## What you will do
Return every line of the listing that contains the string "white", copying each line in full.

## Input records
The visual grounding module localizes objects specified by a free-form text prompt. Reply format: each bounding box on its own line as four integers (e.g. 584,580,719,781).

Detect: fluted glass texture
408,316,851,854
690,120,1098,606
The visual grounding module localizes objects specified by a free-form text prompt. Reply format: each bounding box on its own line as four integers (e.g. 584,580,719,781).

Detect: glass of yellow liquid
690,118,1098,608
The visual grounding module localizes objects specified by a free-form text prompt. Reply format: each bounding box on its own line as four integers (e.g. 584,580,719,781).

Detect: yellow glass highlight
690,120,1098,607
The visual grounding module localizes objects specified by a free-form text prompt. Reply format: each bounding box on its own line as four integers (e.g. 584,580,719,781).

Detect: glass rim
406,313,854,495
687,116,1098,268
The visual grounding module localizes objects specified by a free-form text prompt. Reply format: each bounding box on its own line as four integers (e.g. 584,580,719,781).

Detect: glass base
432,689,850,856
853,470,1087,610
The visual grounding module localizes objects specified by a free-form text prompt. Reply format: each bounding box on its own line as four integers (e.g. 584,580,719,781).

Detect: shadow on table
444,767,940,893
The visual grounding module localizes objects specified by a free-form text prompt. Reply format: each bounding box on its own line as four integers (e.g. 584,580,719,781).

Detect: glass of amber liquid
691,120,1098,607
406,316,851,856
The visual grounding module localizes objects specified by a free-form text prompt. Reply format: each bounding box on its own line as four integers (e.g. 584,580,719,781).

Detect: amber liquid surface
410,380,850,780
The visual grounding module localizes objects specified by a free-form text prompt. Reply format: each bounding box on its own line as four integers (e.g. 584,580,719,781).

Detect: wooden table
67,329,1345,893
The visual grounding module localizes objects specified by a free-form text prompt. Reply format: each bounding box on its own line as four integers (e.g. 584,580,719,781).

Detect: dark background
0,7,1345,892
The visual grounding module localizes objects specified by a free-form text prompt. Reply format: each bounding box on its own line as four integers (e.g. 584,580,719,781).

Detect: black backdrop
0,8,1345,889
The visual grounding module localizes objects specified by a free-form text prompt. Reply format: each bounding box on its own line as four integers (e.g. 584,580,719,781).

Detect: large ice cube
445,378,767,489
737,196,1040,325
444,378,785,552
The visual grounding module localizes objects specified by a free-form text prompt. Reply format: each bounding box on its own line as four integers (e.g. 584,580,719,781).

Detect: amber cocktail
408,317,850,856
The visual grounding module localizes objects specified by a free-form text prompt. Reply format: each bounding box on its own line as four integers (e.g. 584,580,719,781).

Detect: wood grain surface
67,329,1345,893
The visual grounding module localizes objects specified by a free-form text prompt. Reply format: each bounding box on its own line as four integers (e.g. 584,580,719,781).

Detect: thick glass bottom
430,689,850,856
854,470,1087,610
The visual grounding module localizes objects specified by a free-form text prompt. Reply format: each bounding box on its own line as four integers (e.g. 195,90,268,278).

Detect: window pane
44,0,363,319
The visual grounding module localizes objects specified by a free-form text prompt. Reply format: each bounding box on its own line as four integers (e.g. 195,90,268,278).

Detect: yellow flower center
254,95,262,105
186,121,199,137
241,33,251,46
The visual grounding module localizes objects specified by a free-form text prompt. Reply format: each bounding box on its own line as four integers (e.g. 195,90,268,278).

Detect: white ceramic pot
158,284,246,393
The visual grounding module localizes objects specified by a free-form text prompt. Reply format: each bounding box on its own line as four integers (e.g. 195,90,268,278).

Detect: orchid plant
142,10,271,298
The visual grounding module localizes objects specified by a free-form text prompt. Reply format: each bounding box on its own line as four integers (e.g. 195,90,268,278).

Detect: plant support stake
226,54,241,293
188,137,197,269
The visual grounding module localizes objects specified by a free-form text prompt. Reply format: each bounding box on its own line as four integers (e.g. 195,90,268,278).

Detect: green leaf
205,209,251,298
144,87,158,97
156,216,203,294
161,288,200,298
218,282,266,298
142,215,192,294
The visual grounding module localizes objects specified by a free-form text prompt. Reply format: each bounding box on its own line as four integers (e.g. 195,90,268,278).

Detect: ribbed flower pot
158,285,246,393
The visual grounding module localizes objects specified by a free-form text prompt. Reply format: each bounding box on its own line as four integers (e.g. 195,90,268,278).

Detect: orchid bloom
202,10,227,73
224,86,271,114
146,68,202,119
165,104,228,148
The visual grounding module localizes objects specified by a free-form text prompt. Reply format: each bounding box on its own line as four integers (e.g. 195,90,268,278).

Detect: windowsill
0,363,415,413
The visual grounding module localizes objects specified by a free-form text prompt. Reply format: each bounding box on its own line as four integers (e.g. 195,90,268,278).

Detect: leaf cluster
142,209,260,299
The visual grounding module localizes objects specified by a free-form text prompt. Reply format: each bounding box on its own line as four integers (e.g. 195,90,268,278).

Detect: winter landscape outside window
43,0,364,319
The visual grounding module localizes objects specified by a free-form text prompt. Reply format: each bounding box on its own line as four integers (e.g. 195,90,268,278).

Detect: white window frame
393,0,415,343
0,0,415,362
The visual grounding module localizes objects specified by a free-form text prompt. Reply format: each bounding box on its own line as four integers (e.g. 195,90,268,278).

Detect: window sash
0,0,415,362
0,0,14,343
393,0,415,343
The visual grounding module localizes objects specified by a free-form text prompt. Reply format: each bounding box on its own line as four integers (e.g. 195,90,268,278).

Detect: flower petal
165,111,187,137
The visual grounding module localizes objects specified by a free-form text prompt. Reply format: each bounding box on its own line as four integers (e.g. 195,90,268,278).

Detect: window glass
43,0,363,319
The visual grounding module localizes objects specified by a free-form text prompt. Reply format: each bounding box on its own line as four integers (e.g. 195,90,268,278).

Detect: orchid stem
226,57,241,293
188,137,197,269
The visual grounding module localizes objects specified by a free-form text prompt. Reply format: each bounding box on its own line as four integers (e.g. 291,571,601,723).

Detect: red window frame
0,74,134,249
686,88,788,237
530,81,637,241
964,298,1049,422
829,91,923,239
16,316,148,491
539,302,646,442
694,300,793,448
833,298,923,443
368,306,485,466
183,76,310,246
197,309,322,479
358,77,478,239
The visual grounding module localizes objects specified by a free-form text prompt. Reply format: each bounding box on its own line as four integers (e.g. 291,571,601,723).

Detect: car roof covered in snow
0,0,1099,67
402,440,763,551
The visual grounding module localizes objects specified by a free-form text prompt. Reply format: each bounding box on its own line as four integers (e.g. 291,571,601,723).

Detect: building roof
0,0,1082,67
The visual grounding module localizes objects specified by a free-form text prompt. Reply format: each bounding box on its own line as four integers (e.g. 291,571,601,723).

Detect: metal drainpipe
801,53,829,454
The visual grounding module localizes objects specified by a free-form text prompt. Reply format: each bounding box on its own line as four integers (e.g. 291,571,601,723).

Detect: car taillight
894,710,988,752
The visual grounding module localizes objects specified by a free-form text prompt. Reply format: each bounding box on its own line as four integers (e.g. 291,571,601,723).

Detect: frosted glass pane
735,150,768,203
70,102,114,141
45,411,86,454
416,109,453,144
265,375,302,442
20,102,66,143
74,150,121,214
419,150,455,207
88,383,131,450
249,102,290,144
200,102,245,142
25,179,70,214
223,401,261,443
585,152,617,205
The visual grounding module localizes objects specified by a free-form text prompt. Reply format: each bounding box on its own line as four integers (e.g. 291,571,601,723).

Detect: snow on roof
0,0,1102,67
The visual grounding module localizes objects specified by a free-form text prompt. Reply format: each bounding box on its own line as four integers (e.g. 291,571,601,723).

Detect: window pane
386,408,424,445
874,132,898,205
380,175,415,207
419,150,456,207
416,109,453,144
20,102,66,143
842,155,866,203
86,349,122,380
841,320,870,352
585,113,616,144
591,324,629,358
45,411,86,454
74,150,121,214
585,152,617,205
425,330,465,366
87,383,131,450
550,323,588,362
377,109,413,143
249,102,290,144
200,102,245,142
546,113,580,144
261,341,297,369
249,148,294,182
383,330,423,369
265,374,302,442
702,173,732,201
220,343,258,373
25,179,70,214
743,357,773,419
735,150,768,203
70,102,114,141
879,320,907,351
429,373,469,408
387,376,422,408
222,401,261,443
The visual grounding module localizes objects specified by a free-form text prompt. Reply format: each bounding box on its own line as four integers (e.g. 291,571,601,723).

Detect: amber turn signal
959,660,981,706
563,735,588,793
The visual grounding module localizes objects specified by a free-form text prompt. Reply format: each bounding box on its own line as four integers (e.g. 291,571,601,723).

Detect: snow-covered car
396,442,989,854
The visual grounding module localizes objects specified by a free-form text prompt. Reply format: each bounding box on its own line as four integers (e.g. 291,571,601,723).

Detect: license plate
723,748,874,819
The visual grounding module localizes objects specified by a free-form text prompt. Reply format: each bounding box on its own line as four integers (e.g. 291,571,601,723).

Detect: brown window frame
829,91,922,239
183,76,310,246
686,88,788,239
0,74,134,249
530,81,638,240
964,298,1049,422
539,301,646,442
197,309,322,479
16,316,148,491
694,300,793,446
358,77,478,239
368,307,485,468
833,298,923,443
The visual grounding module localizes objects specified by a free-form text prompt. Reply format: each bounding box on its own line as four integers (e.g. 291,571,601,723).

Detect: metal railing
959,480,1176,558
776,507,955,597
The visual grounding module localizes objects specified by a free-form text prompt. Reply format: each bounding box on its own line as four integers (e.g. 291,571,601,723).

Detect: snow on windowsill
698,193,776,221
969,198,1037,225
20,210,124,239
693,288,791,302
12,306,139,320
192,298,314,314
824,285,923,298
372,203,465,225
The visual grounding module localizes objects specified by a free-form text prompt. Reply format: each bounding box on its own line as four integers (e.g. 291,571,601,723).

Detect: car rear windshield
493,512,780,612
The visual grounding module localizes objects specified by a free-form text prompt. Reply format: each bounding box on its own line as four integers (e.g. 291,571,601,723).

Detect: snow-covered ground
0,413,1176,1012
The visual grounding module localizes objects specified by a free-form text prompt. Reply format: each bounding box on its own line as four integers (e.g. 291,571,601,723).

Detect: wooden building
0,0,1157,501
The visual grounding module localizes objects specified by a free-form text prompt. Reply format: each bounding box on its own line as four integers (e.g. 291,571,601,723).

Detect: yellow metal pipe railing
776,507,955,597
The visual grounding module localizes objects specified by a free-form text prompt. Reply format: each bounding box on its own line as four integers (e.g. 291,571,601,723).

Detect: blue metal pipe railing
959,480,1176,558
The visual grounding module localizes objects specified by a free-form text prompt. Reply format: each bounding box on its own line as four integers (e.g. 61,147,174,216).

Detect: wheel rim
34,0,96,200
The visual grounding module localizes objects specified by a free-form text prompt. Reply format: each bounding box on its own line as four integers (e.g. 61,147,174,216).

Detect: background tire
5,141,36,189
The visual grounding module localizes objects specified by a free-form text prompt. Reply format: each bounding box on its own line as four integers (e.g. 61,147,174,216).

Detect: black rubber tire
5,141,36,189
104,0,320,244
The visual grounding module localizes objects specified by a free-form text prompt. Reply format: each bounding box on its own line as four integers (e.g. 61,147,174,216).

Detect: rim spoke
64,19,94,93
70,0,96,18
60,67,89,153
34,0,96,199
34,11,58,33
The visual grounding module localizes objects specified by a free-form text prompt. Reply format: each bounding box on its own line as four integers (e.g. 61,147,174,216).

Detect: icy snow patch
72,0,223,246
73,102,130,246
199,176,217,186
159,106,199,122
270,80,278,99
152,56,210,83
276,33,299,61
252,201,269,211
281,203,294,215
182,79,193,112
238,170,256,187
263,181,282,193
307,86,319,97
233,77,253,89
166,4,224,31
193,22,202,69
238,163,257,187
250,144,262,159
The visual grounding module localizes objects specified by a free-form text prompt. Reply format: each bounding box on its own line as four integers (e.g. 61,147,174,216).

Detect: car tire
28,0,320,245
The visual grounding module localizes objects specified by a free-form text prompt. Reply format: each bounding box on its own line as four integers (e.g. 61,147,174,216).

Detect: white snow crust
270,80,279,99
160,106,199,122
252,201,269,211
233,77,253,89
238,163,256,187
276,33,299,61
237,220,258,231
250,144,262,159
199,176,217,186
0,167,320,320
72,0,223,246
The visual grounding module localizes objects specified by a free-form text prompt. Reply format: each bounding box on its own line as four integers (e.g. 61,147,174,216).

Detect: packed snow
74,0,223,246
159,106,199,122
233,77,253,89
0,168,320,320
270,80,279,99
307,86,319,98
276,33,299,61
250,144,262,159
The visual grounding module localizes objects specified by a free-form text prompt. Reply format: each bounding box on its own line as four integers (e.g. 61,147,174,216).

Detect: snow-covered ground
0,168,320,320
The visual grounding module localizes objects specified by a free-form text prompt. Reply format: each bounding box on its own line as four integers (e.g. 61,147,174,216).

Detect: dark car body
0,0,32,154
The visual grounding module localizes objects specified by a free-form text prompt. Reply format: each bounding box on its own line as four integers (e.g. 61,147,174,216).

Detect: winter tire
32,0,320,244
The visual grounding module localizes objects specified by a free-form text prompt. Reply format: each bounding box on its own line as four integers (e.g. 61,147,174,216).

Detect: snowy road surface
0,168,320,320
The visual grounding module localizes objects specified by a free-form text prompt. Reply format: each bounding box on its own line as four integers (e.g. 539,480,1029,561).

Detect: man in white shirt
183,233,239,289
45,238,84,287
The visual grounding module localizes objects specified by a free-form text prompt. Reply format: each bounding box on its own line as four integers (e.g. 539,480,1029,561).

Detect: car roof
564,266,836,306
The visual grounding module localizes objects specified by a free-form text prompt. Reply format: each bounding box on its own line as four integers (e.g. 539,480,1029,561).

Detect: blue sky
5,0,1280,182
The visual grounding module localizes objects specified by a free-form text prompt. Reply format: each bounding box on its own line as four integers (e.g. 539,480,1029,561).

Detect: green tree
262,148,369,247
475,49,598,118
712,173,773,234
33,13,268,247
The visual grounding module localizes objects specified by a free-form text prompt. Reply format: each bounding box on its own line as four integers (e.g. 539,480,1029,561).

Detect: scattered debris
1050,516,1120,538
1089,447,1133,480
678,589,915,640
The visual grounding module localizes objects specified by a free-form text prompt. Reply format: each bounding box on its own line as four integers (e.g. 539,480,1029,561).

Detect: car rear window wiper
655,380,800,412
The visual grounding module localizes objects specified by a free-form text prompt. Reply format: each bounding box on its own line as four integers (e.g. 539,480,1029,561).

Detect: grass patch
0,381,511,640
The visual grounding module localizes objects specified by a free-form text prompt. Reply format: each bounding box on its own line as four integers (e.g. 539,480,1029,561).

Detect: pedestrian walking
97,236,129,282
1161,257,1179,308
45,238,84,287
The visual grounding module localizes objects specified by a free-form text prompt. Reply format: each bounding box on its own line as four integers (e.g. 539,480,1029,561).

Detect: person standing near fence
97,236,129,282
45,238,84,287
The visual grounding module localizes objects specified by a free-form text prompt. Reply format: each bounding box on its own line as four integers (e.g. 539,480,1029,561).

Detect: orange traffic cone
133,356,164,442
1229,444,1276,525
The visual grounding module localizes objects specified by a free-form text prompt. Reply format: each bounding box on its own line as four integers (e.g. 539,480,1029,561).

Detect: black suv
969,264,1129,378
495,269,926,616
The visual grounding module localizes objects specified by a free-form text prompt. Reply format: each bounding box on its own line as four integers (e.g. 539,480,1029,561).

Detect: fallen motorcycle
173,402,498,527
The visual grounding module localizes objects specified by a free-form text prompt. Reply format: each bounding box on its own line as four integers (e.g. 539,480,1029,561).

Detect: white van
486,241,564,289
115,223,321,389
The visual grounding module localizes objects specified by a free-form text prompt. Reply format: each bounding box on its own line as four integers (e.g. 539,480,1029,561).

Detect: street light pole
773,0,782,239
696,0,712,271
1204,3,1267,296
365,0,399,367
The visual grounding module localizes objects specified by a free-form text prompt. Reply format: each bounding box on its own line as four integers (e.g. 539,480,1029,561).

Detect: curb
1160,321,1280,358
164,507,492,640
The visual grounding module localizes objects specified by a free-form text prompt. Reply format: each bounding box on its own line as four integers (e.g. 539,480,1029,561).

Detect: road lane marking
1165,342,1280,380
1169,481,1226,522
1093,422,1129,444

## Exercise output
Detect: white ceramic pot
Detect: white window frame
Detect: white snow crust
Detect: man in white shirt
Detect: white van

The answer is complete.